## MATERIAL PROVIDED
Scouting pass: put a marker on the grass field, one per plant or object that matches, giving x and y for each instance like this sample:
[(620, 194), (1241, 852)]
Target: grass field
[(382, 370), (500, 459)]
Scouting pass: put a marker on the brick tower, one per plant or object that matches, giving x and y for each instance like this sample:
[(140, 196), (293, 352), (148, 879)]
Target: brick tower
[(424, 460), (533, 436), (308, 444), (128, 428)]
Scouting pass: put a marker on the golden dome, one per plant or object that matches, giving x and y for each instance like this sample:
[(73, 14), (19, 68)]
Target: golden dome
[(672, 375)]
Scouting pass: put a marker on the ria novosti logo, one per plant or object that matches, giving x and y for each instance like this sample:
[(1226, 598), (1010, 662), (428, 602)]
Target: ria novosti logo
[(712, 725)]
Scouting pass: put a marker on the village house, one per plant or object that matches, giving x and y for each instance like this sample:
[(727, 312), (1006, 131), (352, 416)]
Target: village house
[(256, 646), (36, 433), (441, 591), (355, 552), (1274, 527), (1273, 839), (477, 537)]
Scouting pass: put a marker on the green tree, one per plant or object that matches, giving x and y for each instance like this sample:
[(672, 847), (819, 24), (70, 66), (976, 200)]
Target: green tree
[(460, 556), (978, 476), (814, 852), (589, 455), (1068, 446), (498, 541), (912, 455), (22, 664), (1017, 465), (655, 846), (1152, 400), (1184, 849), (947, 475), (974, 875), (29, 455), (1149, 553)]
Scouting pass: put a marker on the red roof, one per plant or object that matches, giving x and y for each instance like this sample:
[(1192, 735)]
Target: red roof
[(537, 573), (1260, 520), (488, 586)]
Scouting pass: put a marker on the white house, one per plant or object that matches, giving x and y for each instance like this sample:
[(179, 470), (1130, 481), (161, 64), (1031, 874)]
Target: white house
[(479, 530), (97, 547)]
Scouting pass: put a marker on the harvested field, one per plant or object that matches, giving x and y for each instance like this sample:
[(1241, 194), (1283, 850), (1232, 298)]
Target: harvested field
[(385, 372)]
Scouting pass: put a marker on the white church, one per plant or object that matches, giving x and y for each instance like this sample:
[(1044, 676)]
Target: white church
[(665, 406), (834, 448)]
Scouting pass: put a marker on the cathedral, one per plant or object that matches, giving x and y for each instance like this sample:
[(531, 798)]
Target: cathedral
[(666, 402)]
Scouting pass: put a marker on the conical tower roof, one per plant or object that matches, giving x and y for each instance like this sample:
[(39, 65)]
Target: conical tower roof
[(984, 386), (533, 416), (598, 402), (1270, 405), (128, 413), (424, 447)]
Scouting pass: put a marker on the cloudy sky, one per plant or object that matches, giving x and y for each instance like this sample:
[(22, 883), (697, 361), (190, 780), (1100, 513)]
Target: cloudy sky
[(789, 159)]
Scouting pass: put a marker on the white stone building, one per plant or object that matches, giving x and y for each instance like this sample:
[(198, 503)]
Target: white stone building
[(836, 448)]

## WRITTEN TASK
Copy out all the records above, swapping each "marker" for "pin" and changing nothing else.

## CORRECT RESPONSE
Scouting pass: put a pin on the grass field, one per plant or object that matches, giving x and y for each instance like this sample:
[(620, 194), (1241, 852)]
Target: grass field
[(382, 370), (500, 459)]
Scouting pass: put a pin on the brick tower, one per plant or object that matches, giving x and y for each instance like this sample:
[(140, 196), (293, 352), (148, 879)]
Target: brick tower
[(424, 460), (533, 436), (308, 444), (128, 428)]
Scouting pass: put a pin on the golden dome, one per plant or object that matches, giving x and y for each instance like this sample:
[(73, 14), (19, 68)]
Target: golden dome
[(672, 375)]
Scouting pass: put a pin on the ria novosti logo, one per plant or object that matches, giving x and y for each instance like this sample:
[(1226, 598), (1010, 662), (428, 602)]
Target: ria novosti logo
[(712, 725)]
Scouting pass: put a pin on the village house, one per plant or object that matches, giving x and y for each instance like this sample:
[(727, 312), (1006, 131), (352, 416)]
Target: village house
[(256, 646), (36, 433), (441, 591), (355, 552), (1274, 527), (1273, 839), (477, 537)]
Scouting pass: put a pin on the green tree, one per plant or object that matches, giving x and y for each instance like this sample:
[(672, 847), (819, 24), (70, 66), (976, 200)]
Target: green tree
[(460, 556), (978, 476), (814, 852), (589, 455), (1068, 446), (498, 541), (912, 455), (22, 664), (1017, 465), (655, 846), (1152, 400), (1184, 849), (947, 475), (974, 875), (29, 455), (1149, 553)]
Scouting pass: put a pin on the red roof, one per plant or object that matches, giving x and y for each instance like this sample:
[(1192, 735)]
Target: red roof
[(537, 573), (1260, 520), (488, 586)]
Scouting pass: put a pin on the white house, one per plant or object that matches, giving x and y for each instance like this sample:
[(179, 470), (1130, 481), (161, 64), (1031, 874)]
Target: white house
[(479, 530), (97, 547)]
Scouting pass: put a pin on the harvested field, one per plant or object that matches, giving x and y for each instance like this sample:
[(1241, 194), (1283, 850), (1232, 298)]
Target: harvested field
[(385, 372)]
Scouting pass: put a pin on the white church, one per plant or object that matches, giving x and y for each instance like this sample:
[(1044, 676)]
Target: white church
[(665, 406), (834, 448)]
Scouting pass: put a pin on the cathedral, one per plant or object that matches, giving x and y for each instance like this sample:
[(531, 798)]
Target: cathedral
[(666, 402)]
Scouting pass: put a pin on the conical tower roof, one per plant or object that matches, giving x and y for each instance like this sample:
[(39, 65)]
Target: conical tower roof
[(984, 386), (533, 416), (598, 402), (1270, 405), (128, 413), (424, 447)]
Scouting pass: put a pin on the cloudy sky, one per plant or object that matches, giving x and y for each instance like this sample:
[(22, 883), (697, 361), (190, 780), (1100, 513)]
Target: cloudy sky
[(789, 159)]
Scouting pass: put a pin on the white stone building, one per plant or object that matches, giving x and y for each instance like this sample:
[(198, 503)]
Target: white stone building
[(836, 448)]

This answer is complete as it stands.